## What this task involves:
Print, from the listing below, the lines starting at the line containing "Target: power line" and ending at the line containing "Would you kindly pick out the asphalt", exactly as they stand, and print nothing else.

## Data for processing:
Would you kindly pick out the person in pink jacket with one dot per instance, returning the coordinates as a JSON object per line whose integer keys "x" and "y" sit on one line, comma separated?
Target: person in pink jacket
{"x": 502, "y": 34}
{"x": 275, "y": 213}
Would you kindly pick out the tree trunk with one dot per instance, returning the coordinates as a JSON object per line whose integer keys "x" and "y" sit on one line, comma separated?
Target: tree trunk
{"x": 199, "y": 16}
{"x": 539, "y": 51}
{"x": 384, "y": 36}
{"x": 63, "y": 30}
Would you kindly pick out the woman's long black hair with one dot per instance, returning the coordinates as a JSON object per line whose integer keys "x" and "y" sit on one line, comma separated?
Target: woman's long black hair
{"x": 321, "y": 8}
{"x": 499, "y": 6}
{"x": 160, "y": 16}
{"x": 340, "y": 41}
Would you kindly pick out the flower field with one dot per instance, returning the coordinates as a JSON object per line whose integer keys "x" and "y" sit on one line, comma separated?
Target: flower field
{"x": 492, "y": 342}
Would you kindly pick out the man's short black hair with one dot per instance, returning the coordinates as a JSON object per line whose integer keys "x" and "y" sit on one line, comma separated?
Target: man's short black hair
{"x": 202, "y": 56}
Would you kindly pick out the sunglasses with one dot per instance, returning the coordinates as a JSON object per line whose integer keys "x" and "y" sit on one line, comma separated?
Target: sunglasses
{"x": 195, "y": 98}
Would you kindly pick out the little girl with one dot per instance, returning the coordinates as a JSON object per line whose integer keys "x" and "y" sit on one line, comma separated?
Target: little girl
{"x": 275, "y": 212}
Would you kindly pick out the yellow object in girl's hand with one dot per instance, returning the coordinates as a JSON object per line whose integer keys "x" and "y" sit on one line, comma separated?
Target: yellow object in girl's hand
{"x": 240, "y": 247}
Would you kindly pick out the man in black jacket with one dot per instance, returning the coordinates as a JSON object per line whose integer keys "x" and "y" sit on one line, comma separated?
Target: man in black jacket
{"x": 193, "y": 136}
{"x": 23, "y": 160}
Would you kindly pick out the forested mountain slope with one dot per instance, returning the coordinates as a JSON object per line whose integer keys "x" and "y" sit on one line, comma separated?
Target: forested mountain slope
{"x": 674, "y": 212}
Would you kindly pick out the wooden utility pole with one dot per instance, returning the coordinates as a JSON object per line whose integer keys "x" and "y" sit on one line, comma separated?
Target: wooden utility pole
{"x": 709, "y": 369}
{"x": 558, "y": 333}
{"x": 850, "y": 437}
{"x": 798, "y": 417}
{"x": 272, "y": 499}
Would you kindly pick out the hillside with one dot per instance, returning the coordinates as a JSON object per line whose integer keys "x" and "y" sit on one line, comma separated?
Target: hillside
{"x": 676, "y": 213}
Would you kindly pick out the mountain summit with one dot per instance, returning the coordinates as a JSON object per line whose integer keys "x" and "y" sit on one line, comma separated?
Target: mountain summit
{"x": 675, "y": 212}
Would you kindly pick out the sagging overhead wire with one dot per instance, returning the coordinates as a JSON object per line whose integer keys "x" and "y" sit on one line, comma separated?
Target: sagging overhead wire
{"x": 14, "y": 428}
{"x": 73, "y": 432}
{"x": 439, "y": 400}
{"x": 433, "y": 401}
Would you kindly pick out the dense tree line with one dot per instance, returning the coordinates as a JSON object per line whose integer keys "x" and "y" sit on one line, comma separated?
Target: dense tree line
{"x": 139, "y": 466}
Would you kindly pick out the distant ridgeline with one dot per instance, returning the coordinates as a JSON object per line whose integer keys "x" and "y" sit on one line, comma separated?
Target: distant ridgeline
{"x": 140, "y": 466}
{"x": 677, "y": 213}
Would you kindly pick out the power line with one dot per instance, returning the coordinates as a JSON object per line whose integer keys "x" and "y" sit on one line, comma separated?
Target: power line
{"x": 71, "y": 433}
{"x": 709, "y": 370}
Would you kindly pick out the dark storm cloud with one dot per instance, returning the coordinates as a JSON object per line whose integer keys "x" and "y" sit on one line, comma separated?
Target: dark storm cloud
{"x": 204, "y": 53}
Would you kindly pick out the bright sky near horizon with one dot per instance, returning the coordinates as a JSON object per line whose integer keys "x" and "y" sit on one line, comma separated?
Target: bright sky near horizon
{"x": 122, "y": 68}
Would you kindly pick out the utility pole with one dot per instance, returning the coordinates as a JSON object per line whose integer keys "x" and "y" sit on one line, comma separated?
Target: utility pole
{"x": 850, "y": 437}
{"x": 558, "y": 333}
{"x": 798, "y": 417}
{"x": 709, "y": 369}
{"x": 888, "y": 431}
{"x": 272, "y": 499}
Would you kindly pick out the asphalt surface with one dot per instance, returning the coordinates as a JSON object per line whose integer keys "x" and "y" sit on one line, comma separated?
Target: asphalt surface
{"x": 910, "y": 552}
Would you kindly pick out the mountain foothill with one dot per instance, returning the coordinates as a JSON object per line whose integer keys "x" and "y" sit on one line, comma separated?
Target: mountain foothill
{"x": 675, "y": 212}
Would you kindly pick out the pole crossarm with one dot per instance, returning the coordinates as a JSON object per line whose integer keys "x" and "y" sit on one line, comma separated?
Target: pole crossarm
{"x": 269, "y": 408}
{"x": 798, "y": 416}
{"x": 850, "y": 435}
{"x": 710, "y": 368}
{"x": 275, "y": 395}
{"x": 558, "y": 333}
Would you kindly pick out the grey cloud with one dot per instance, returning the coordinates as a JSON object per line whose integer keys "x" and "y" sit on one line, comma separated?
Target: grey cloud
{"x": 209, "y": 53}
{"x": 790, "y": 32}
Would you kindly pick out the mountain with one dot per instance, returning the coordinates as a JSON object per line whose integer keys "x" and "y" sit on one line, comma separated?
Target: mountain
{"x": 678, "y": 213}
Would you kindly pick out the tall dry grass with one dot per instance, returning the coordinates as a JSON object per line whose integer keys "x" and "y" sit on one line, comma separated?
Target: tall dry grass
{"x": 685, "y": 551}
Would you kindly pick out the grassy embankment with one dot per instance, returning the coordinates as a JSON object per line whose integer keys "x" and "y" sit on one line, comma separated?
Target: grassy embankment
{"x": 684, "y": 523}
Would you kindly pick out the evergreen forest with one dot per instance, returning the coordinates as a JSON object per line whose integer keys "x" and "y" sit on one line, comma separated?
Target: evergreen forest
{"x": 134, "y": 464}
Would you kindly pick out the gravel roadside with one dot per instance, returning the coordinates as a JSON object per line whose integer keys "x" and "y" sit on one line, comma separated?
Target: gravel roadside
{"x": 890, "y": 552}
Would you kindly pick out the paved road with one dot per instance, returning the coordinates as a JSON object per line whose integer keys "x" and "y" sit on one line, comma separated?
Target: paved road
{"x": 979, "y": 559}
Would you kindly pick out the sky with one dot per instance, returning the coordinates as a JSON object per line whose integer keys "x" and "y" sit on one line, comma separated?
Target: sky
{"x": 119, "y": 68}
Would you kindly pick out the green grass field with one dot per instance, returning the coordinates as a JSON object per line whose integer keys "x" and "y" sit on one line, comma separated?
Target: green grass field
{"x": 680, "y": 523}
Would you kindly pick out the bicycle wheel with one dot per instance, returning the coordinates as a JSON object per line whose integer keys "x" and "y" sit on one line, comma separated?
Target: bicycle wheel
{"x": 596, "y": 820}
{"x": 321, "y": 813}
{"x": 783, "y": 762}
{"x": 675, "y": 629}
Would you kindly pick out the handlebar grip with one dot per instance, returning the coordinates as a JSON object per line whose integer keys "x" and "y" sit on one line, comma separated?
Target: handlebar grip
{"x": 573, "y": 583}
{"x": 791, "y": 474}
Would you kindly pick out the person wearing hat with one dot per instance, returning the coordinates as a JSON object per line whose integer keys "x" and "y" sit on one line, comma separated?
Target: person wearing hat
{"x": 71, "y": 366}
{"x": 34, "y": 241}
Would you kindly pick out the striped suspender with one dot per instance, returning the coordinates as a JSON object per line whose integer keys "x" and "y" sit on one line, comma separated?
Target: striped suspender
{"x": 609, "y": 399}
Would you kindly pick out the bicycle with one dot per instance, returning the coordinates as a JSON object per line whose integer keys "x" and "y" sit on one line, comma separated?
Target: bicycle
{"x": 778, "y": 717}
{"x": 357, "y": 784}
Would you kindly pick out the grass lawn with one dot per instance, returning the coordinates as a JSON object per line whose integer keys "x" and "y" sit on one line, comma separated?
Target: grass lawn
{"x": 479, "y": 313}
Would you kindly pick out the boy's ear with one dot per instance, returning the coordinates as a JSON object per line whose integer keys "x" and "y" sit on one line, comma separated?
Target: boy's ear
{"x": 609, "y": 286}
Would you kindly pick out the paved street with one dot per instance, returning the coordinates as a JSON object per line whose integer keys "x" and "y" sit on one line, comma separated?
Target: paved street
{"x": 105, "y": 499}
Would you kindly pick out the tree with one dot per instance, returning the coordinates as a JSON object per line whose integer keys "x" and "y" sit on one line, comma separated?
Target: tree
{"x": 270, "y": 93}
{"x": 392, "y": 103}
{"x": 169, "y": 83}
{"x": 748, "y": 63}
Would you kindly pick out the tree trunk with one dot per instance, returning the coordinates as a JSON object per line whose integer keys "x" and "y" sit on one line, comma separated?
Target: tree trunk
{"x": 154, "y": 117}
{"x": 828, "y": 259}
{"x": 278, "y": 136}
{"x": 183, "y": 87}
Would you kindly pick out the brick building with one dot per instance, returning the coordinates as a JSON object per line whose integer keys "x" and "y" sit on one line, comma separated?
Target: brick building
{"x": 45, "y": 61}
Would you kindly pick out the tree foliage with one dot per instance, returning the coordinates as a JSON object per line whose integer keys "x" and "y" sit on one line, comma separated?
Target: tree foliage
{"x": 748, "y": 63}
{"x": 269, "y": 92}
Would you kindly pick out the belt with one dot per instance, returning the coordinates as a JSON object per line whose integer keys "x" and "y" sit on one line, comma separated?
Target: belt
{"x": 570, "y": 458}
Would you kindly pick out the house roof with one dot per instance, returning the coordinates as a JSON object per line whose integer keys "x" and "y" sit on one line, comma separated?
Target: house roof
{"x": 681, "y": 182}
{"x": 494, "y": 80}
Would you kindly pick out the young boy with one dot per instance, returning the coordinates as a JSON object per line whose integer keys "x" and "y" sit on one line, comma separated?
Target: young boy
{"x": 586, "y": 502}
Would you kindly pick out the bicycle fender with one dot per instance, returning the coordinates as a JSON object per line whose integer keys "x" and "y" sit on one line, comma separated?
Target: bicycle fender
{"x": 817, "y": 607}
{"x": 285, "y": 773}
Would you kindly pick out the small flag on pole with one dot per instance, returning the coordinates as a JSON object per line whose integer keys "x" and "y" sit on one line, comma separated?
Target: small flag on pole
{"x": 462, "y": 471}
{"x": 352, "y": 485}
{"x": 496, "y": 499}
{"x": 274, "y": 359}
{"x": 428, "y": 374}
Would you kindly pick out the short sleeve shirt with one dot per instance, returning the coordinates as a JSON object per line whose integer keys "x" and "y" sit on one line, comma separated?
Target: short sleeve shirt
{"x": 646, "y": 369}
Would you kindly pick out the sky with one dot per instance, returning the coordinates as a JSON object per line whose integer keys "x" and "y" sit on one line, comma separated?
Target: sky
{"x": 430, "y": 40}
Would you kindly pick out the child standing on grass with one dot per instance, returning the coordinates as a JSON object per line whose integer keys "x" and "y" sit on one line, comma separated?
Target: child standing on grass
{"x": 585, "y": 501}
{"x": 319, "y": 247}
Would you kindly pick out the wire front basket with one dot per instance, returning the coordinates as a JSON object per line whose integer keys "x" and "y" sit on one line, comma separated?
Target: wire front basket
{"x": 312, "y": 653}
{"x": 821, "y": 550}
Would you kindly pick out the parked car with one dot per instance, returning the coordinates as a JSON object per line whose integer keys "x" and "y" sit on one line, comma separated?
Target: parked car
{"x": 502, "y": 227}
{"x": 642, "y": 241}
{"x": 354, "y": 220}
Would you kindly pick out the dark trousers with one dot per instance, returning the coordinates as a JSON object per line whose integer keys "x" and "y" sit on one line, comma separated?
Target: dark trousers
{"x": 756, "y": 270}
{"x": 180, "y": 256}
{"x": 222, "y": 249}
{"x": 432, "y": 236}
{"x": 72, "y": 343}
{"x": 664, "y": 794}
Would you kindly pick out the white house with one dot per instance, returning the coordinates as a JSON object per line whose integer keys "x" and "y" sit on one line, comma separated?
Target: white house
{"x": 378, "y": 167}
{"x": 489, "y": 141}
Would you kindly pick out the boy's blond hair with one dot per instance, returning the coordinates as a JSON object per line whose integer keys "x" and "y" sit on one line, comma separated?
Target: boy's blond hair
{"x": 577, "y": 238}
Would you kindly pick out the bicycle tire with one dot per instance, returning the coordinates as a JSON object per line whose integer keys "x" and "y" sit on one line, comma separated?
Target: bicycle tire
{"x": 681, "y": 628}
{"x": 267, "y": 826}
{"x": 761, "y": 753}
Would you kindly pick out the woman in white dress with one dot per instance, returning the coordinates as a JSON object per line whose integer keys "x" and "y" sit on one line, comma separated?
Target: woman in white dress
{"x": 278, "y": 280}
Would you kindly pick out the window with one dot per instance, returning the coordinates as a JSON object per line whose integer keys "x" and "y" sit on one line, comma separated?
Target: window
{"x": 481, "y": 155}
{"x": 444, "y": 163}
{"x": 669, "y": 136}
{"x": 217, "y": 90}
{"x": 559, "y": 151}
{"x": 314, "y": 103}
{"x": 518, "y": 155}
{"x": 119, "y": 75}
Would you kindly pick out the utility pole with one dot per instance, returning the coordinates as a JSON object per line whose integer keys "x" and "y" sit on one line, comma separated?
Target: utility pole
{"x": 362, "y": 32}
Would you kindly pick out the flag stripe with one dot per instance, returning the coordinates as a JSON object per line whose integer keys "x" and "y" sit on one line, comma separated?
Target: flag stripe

## Solution for this task:
Target: power line
{"x": 71, "y": 433}
{"x": 709, "y": 370}
Would you kindly pick out the dark storm cloud with one dot per instance, returning the coordinates as a JSON object per line whose integer keys "x" and "y" sit on one line, comma separated?
Target: dark storm cloud
{"x": 204, "y": 53}
Would you kindly pick out the bright sky near horizon with one dot per instance, returning the coordinates as a JSON object per line whose integer keys "x" and "y" sit on one line, comma separated?
Target: bright sky near horizon
{"x": 122, "y": 68}
Would you kindly pick out the utility pole with one dot per instance, returning the coordinates as a JSON object per line whose integer keys "x" and "y" sit on one line, comma separated?
Target: utility pole
{"x": 850, "y": 437}
{"x": 558, "y": 333}
{"x": 798, "y": 417}
{"x": 709, "y": 369}
{"x": 888, "y": 431}
{"x": 272, "y": 499}
Would you kindly pick out the asphalt surface with one dot per instance, returning the coordinates as a JSON object per line whose integer keys "x" and "y" sit on one line, comma separated?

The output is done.